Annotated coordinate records
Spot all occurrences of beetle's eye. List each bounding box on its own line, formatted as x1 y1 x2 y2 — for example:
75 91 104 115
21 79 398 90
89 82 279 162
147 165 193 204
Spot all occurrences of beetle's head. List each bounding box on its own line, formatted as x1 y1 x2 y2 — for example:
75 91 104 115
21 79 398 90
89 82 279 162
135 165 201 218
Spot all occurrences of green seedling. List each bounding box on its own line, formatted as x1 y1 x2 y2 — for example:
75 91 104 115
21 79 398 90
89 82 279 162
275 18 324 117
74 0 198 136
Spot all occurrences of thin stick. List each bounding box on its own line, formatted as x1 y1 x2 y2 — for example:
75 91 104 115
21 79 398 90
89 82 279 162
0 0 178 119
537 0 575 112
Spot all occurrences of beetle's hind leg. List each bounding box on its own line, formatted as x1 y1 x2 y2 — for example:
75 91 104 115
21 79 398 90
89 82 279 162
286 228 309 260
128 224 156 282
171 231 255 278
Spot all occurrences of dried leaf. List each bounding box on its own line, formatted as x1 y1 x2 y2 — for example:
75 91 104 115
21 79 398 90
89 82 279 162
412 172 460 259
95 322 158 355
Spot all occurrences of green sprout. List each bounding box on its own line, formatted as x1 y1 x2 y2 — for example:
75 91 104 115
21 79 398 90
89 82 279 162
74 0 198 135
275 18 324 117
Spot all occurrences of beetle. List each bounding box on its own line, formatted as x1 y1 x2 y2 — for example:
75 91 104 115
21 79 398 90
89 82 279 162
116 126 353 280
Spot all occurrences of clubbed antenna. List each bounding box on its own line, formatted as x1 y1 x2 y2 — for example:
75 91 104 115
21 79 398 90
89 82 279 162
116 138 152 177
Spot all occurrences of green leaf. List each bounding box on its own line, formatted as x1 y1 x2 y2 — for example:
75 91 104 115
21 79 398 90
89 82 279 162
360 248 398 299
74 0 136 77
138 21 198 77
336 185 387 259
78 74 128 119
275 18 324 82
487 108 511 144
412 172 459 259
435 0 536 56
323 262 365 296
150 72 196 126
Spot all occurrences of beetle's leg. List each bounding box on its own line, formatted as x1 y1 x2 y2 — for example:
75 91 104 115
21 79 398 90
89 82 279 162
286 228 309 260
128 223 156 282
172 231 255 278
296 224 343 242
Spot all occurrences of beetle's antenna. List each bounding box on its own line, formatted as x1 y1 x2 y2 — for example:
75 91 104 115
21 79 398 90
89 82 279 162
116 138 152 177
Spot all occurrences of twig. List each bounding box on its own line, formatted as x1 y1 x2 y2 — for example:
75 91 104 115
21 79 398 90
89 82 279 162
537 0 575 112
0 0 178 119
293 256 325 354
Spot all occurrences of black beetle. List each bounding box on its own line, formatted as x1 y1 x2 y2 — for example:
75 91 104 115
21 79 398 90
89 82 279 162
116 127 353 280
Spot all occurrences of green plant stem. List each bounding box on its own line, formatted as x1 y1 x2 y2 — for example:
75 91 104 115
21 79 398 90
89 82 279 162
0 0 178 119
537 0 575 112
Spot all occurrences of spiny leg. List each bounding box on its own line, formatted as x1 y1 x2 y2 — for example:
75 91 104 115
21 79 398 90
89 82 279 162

* * *

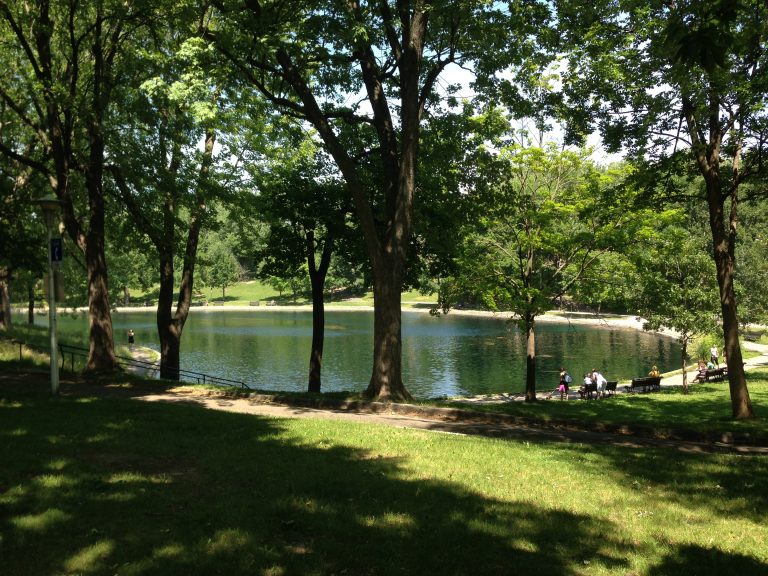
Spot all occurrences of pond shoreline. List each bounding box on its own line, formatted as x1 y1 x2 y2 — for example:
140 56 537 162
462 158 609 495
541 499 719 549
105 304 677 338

### Work to be completed
Rewrite the stretch of records from the line containing "Spot all occurrences of twig." through the line containing "293 256 325 354", both included. Keep the request and its sample boxes as they are, but multiply each answer's bounding-box coordinates by 0.3 and round to whole numbers, with halves rounding up.

### Exercise output
Spot all occurrences of twig. List each bounding box on its own line, formatted as x1 y1 x2 y2 — for example:
75 91 104 115
21 79 398 90
89 82 279 162
161 0 173 34
0 0 53 36
88 77 98 106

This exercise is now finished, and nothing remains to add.